Passage given –
Creating Enlightened Society, Part 2
March 24, 2009 by Andrew Safer Print This Post
Creating Enlightened Society
by Dr. Robin Kornman
Part 2

Shiwa Ökar holding cosmic mirror
Let’s take the first page. It’s the page [1] that you have in your manual. It begins:
From the great cosmic mirror
This is going to talk about how society comes into being. Now, ordinarily, your theory of how society comes into being is that people live together and they form tribes and then the tribes form city-states that form countries. There are a lot of interesting books. Rousseau came up with a theory, which is a theory that I personally love, which is the theory of the social contract which is that people live together and they realize that they have to specialize. Some people are going to be farmers and some people are going to be warriors, and they create a society by entering into a social contract. They form a contract and that’s the nature of their society. To some extent, that’s the way Americans view their society. The contract is the Constitution. That’s the way the French view their society, and that’s the way the liberal democracies of Europe view their societies. Those are societies that are created by some sort of contractual arrangement, some understanding or agreement. Everyone in the society has assented to follow the laws of that society.

Records –
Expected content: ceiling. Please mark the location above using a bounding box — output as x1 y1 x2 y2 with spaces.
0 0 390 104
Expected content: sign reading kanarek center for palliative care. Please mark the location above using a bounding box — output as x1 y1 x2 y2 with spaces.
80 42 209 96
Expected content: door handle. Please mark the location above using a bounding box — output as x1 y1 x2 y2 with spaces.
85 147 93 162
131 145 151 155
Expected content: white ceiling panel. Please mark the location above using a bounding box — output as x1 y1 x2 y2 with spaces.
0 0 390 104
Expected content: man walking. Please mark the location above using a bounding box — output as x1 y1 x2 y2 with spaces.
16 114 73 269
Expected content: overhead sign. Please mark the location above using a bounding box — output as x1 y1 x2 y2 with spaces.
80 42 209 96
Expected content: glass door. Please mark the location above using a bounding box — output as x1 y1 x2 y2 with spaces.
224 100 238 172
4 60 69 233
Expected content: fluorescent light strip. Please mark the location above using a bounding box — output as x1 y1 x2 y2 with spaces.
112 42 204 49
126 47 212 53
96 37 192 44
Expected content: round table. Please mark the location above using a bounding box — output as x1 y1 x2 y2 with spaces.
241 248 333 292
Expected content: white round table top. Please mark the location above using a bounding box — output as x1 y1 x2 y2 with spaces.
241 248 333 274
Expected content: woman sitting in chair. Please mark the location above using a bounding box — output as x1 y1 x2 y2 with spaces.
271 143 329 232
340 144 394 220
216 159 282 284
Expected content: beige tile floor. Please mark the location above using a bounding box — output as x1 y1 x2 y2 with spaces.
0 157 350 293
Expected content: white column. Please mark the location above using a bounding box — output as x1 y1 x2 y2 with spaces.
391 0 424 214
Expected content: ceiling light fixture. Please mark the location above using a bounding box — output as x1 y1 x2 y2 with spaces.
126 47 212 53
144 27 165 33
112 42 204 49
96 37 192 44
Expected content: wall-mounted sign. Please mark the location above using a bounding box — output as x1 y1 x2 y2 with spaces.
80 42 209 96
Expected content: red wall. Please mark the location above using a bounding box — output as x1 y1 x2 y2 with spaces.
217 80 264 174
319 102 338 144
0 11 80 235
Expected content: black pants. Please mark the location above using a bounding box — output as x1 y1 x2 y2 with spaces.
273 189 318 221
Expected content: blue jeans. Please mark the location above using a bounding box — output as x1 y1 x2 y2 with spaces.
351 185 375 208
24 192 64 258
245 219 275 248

Written problem 1 – In the talk on creating enlightened society, whose theory of the social contract does the speaker say he personally loves?
Written problem 2 – According to the talk on creating enlightened society, who views their society as created by a contract?
Written problem 3 – Carry on the talk on creating enlightened society from its last sentence.
The records aren't needed here.

Reply 1 – Rousseau's.

Reply 2 – Americans, the French, and the liberal democracies of Europe.

Reply 3 –
But this approach to the development of society (points to text) is more primordial than that. It shows how society is actually a primordial idea. Society is part of the nature of the existence of your inner mind. And society comes into being when you begin to think of yourself as an autonomous individual. When you begin to perceive that you exist in a world as a separate being. So, this passage in Tibetan poetry describes that a bit. It describes the moment when people woke up to the fact that they were individuals, and had to deal with that. It’s put in terms of a Tibetan myth, that in the beginning, there was no world. There was no existence. No planets, stars, trees. It was just a vast mirror, and it was called the cosmic mirror. The si-pe me-long. So the first sentence says:
From the great cosmic mirror without beginning and without end
Human society became manifest.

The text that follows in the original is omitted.